## start SUPPLIED ENTRIES

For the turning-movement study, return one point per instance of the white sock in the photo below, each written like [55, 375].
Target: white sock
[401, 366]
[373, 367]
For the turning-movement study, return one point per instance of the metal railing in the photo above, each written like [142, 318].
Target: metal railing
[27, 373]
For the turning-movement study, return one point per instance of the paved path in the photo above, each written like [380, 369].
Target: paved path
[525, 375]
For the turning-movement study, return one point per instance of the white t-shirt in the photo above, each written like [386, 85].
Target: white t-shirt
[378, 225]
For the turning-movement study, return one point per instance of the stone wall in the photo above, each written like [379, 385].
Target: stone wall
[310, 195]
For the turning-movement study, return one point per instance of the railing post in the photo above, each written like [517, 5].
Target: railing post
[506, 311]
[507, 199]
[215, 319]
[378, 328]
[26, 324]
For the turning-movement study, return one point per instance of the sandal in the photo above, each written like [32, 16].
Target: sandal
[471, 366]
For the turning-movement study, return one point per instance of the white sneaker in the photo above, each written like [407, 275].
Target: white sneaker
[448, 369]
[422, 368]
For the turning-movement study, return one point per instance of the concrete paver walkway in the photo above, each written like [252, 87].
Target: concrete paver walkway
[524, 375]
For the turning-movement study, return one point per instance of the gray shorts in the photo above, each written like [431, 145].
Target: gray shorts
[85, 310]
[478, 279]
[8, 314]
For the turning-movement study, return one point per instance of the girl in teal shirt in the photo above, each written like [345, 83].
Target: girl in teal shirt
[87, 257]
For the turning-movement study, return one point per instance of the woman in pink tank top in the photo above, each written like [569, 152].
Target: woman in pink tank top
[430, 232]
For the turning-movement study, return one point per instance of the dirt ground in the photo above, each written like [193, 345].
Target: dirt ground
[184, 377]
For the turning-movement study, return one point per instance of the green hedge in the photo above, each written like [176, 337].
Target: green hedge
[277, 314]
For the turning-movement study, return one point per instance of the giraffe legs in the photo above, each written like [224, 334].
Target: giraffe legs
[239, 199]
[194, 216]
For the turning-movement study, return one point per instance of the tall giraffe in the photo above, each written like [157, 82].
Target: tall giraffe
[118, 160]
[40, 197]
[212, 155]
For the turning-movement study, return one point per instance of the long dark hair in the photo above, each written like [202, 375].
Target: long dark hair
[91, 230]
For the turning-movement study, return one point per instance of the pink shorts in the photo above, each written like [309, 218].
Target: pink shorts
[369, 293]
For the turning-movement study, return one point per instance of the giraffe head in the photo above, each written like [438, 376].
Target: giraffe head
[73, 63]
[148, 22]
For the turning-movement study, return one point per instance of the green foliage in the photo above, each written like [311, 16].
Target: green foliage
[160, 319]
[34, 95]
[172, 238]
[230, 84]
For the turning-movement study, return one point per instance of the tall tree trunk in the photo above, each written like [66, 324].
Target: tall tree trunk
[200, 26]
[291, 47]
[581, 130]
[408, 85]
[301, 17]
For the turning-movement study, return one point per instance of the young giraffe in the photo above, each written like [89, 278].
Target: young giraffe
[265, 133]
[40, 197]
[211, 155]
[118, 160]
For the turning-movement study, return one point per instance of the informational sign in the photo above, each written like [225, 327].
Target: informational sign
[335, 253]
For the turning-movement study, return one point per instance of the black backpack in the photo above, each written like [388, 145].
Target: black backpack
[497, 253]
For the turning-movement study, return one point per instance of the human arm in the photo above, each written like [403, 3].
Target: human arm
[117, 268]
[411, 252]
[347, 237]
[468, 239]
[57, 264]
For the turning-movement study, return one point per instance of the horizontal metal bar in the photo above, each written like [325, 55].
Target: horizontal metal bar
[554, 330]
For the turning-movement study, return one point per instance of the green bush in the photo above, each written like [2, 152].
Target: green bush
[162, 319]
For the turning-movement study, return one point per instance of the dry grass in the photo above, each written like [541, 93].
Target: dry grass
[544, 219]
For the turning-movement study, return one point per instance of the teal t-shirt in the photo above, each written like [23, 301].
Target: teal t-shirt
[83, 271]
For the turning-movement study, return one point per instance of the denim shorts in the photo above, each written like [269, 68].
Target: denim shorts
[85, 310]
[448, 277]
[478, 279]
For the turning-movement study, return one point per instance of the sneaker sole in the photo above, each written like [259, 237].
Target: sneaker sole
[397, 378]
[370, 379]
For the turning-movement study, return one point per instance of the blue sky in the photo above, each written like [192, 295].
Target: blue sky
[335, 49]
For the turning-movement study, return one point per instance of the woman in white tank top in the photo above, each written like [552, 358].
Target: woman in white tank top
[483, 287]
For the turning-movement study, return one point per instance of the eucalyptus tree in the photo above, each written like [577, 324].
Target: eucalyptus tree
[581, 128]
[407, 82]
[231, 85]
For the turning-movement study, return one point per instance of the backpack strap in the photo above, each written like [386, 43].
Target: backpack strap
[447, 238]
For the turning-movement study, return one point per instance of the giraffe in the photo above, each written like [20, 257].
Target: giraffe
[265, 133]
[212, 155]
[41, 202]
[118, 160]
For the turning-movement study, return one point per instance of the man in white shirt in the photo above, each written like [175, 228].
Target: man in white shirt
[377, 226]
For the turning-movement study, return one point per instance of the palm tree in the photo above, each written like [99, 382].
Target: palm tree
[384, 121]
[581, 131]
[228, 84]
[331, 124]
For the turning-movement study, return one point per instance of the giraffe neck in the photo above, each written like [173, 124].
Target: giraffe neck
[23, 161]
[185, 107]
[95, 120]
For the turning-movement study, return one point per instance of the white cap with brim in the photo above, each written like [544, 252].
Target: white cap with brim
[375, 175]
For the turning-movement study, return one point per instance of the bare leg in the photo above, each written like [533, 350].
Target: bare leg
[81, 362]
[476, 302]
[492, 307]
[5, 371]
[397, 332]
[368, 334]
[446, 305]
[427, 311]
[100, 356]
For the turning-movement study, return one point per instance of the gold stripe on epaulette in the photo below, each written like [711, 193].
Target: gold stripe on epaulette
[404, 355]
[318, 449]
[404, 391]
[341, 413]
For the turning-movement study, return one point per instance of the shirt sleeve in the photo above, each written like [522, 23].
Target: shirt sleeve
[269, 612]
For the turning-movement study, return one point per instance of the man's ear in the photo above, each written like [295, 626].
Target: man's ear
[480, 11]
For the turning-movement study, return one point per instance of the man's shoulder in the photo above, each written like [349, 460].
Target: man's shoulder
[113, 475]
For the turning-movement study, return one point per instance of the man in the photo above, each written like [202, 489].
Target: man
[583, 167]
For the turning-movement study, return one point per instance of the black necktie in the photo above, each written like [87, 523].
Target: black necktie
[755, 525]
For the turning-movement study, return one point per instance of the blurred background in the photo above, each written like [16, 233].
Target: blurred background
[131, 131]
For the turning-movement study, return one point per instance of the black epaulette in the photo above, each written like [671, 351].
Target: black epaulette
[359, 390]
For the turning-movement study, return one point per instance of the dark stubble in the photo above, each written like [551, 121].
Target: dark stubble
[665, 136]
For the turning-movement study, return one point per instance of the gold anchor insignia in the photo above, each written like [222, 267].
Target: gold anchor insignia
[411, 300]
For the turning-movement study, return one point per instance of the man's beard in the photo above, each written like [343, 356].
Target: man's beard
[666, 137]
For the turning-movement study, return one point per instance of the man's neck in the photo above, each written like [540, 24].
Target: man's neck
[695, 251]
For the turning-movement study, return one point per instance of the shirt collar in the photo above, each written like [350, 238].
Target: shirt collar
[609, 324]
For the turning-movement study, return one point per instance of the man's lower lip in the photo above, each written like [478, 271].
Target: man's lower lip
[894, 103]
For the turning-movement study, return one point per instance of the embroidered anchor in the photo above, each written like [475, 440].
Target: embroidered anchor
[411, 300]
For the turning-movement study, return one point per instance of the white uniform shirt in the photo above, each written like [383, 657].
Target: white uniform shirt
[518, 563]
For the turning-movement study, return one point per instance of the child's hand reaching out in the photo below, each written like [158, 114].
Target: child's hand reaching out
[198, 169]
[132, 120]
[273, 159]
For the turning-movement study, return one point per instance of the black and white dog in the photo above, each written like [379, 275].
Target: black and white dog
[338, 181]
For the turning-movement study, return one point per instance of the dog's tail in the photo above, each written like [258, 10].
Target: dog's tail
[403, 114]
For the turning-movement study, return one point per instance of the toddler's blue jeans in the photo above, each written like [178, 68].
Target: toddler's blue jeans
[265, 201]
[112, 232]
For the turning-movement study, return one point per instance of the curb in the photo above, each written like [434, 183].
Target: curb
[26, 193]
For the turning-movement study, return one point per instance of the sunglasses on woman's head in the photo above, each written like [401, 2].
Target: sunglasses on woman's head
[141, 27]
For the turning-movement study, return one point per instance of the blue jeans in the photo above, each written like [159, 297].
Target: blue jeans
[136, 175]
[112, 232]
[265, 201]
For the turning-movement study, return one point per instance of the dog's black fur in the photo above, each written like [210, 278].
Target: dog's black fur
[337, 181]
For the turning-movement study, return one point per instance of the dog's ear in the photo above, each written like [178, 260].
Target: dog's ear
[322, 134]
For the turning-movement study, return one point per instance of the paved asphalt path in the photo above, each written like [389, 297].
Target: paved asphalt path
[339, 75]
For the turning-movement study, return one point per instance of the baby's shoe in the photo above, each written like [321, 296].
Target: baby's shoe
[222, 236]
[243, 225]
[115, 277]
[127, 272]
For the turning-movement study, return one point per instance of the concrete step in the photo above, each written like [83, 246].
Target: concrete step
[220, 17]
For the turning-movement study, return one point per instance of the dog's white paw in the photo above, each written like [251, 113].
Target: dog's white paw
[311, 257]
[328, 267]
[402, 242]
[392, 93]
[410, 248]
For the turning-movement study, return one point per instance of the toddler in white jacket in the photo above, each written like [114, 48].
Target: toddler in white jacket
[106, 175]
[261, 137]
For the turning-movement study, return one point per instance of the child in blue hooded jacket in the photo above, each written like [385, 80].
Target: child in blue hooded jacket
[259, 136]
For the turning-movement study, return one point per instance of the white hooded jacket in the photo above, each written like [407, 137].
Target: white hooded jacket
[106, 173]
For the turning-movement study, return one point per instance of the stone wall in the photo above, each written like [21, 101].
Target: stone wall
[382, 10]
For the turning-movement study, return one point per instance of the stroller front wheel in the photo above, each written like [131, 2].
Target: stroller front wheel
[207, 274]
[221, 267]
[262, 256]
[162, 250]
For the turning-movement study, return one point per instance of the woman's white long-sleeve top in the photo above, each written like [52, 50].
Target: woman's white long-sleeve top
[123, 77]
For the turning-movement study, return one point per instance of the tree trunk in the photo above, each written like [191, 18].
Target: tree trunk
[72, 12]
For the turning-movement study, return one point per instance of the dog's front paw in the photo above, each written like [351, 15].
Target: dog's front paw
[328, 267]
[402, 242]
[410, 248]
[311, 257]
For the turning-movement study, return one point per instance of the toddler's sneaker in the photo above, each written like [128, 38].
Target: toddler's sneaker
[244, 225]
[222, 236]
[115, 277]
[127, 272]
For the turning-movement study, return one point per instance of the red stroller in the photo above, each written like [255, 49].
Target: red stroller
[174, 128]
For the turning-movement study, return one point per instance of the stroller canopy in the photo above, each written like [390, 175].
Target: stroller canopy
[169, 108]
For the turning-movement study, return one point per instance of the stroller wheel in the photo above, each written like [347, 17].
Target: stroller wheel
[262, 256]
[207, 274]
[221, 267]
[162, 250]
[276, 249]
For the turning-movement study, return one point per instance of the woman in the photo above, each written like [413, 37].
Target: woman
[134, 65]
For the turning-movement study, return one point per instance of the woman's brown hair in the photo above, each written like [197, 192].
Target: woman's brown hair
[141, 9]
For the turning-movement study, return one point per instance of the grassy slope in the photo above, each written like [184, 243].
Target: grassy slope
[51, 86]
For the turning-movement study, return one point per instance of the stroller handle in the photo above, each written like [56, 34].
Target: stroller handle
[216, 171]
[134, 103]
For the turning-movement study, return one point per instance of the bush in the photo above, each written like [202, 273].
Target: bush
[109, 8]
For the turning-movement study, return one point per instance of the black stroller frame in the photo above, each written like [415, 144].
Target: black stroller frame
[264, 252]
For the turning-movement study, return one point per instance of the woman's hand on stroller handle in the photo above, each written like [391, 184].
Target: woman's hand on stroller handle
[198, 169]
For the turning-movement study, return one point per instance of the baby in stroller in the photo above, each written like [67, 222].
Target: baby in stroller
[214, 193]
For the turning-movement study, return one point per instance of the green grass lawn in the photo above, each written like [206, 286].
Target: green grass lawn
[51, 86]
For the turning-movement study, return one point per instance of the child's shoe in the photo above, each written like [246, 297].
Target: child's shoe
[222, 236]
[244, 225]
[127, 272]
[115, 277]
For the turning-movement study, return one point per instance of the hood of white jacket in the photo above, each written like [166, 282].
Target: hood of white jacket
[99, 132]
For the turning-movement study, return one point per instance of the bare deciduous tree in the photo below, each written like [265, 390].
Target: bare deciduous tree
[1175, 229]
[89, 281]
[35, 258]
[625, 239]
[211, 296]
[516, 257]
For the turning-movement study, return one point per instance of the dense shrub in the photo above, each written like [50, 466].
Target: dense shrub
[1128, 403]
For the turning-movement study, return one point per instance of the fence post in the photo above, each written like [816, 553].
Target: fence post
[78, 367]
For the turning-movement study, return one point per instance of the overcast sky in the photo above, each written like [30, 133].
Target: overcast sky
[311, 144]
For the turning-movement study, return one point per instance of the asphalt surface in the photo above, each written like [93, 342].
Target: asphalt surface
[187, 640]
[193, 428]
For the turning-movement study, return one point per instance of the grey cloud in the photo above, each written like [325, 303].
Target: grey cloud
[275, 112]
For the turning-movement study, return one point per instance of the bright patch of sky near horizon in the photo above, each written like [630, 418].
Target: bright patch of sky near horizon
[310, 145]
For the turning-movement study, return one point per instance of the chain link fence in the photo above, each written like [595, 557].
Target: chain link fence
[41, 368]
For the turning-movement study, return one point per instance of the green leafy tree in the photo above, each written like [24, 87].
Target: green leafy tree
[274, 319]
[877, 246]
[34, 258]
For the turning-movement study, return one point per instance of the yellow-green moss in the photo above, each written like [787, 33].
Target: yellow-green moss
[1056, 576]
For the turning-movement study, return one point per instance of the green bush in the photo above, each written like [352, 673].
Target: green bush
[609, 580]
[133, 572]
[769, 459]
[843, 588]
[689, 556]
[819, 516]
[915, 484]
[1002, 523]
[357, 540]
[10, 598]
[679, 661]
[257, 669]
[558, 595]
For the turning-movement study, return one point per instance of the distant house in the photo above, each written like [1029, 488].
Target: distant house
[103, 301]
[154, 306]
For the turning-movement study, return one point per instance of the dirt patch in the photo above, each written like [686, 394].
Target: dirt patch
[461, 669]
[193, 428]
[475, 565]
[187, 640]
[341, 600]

## end SUPPLIED ENTRIES

The required output is the exact sequence of lines from the one containing "like [787, 33]." through the end of the listing, both endpoints included.

## WRITTEN ANSWER
For the turning-movement study, return one point per instance of the yellow-green moss in the photo above, each written like [787, 33].
Target: yellow-green moss
[1056, 576]
For the turning-movement study, return one point per instance of the green bush in the photo above, each written like [352, 673].
Target: green bush
[609, 580]
[133, 572]
[769, 459]
[843, 588]
[689, 556]
[819, 516]
[915, 484]
[1002, 523]
[357, 540]
[10, 598]
[679, 661]
[257, 669]
[558, 595]
For the turning-movement study, return one point per instance of the distant house in the photo above, each written like [1029, 488].
Target: distant house
[103, 301]
[154, 306]
For the turning-movement study, return one point per instance of the dirt patch in the photo above, each written like [686, 394].
Target: dirt patch
[461, 669]
[193, 428]
[475, 565]
[187, 640]
[341, 600]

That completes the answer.